## Exercise requirements
Can you copy, unchanged, the part of the items below that opens with the line containing "of the food" and closes with the line containing "(1130, 393)", including both of those lines?

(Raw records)
....

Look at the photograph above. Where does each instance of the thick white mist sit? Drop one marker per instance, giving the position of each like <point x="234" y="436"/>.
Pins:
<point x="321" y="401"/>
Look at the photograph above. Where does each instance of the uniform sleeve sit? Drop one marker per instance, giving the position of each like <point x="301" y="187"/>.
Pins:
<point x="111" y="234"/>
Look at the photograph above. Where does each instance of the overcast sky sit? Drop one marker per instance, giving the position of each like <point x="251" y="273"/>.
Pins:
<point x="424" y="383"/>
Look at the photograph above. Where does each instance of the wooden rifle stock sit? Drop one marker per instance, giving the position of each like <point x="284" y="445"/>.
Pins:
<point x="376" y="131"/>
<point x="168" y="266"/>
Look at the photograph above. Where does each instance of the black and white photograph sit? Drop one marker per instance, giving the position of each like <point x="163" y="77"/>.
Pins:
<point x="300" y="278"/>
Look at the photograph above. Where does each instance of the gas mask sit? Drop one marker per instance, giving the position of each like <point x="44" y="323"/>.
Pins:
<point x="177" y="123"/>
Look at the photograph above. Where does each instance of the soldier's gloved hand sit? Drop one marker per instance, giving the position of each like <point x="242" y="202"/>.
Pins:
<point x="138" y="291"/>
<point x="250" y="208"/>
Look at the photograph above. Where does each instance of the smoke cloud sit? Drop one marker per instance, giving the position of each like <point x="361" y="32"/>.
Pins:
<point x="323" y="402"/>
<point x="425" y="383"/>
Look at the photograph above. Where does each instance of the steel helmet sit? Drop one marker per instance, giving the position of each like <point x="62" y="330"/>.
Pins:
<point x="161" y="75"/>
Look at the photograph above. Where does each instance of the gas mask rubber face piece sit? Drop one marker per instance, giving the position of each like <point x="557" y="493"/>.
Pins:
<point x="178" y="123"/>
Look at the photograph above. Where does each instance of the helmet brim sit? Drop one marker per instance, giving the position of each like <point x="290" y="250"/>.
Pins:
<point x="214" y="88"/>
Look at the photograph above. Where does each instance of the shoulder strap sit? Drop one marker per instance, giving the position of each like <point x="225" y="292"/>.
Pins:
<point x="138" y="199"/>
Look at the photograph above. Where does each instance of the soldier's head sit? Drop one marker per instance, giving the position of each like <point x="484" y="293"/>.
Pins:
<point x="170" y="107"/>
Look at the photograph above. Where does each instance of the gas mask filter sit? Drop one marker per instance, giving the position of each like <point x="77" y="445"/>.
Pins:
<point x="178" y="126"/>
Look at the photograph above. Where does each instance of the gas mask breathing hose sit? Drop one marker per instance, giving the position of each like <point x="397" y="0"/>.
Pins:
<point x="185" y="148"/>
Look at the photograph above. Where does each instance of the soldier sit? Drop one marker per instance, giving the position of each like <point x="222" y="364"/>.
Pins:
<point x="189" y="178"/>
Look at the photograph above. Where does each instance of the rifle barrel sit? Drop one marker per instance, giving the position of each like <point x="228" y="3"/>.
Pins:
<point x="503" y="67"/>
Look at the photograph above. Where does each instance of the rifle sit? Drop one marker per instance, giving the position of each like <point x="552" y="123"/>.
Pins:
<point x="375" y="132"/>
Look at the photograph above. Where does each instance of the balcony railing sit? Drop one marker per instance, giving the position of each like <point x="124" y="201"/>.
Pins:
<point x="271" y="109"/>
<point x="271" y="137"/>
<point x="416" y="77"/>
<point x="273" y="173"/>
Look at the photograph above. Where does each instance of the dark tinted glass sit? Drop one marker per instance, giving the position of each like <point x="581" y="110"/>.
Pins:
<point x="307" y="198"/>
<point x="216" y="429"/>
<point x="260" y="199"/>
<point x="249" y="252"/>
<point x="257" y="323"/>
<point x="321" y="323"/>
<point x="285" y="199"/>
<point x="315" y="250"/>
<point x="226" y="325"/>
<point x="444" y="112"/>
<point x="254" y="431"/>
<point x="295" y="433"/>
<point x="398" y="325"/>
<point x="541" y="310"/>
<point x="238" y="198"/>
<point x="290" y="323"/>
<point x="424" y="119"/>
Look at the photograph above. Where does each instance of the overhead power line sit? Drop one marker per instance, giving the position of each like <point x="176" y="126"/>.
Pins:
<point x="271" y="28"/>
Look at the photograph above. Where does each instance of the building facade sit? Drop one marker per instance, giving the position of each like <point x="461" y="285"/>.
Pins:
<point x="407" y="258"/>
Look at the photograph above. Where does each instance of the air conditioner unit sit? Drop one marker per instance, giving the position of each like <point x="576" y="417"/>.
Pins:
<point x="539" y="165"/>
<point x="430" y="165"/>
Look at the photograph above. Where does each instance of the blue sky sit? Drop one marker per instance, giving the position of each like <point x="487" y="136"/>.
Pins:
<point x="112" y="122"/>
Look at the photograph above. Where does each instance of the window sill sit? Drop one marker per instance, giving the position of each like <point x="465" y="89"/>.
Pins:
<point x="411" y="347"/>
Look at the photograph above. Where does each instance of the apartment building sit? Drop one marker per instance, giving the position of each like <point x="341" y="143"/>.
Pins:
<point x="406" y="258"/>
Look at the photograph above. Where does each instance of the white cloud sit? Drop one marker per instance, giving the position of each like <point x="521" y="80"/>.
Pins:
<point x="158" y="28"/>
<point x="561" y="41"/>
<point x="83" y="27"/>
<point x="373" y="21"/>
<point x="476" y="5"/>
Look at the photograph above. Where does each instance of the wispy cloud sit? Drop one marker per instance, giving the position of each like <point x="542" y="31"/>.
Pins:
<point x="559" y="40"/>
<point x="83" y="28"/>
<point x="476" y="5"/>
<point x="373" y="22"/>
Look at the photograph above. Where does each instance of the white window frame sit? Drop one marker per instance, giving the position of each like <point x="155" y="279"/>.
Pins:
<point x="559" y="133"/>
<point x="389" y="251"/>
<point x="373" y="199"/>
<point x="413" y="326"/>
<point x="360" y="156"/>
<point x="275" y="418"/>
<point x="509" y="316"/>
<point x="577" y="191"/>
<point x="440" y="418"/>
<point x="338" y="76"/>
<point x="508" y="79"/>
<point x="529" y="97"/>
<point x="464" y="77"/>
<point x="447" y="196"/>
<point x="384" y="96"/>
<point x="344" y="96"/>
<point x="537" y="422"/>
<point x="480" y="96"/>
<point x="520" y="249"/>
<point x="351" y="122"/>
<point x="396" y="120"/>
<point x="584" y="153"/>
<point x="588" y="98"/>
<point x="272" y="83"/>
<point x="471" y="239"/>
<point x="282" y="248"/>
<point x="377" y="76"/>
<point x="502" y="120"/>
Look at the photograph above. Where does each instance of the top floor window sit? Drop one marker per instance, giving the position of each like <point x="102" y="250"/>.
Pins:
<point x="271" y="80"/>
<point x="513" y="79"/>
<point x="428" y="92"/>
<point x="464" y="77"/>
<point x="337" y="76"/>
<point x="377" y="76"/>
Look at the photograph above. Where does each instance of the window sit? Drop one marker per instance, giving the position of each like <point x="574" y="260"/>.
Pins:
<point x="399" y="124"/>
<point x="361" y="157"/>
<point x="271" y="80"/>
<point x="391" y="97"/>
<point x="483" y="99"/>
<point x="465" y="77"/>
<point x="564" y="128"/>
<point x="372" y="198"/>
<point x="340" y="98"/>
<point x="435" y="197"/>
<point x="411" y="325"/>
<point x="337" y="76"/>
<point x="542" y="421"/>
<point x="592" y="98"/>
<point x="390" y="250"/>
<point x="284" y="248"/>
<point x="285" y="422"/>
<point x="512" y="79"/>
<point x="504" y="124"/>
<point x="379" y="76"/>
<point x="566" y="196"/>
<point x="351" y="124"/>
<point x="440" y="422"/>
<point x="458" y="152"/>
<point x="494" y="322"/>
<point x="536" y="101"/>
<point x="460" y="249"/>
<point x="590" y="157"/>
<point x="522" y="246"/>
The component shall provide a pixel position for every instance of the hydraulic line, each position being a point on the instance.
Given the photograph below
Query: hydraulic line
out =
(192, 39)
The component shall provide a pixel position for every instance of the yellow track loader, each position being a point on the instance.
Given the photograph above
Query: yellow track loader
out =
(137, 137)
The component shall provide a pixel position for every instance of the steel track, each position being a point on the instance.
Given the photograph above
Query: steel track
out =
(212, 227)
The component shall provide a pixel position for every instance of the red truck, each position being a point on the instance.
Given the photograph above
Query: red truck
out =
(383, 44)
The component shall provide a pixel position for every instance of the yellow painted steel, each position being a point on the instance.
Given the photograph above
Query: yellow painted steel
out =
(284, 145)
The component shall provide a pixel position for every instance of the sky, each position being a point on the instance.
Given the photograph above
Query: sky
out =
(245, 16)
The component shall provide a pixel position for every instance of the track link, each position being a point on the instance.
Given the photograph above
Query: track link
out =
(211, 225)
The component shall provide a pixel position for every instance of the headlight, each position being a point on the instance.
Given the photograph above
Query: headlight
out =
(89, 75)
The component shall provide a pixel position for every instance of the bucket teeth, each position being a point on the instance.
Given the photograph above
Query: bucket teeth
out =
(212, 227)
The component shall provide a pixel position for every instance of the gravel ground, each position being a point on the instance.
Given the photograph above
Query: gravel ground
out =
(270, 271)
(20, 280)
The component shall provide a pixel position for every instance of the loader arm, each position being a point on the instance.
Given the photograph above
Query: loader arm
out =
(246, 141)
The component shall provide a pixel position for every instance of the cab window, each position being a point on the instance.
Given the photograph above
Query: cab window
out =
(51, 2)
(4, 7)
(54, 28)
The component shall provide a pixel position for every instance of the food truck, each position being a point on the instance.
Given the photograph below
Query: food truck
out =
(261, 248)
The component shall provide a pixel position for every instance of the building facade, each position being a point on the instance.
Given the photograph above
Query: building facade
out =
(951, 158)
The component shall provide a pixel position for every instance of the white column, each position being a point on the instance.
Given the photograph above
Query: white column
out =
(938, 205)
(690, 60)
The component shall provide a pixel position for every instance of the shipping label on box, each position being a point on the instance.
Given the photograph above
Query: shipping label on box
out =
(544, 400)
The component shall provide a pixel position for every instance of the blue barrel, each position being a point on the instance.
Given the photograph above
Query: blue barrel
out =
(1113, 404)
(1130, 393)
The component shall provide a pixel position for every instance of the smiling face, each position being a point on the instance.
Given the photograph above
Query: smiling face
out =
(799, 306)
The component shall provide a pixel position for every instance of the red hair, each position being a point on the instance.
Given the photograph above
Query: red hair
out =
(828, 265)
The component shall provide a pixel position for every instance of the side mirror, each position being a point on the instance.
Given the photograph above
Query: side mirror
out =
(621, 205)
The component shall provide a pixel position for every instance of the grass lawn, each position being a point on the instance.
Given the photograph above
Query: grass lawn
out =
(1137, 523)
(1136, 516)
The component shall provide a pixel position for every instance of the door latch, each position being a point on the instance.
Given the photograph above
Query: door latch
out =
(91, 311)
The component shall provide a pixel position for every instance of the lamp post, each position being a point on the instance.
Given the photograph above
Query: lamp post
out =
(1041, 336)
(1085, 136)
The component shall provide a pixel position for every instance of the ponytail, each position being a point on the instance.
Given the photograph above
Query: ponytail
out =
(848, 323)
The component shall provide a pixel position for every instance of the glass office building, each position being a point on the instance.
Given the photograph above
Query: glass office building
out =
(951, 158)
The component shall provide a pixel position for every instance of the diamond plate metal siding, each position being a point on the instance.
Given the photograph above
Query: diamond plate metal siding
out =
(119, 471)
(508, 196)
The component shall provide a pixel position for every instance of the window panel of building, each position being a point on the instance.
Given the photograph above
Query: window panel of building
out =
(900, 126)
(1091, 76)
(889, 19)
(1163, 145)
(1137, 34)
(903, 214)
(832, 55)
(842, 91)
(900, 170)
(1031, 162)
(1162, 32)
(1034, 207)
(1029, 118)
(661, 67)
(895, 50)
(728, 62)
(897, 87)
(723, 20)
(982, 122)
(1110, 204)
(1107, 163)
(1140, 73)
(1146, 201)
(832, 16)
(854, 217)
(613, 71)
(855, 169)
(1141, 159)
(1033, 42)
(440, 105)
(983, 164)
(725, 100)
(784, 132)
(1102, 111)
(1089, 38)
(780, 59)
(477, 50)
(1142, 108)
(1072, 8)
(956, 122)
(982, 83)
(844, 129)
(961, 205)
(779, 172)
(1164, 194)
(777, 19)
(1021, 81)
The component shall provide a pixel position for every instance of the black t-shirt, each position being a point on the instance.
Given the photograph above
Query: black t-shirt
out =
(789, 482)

....

## Solution
The component shall provide a pixel position for every instance of the food truck, each position being a point on the instance.
Given the photograph below
Query: food truck
out =
(261, 248)
The component shall provide a pixel position for every instance of the building facade, each position being a point on the instance.
Given the photograph above
Query: building facade
out =
(951, 158)
The component shall provide a pixel position for every instance of the white column, each position being a point on the instance.
Given the photograph above
Query: white column
out =
(938, 205)
(690, 60)
The component shall provide a pixel position for every instance of the shipping label on box, each position being a point on the instance.
Given the photograph above
Query: shipping label on box
out =
(544, 400)
The component shall provide a pixel position for every instance of the blue barrel, each position being a point on the instance.
Given the photograph above
Query: blue barrel
out =
(1113, 404)
(1130, 393)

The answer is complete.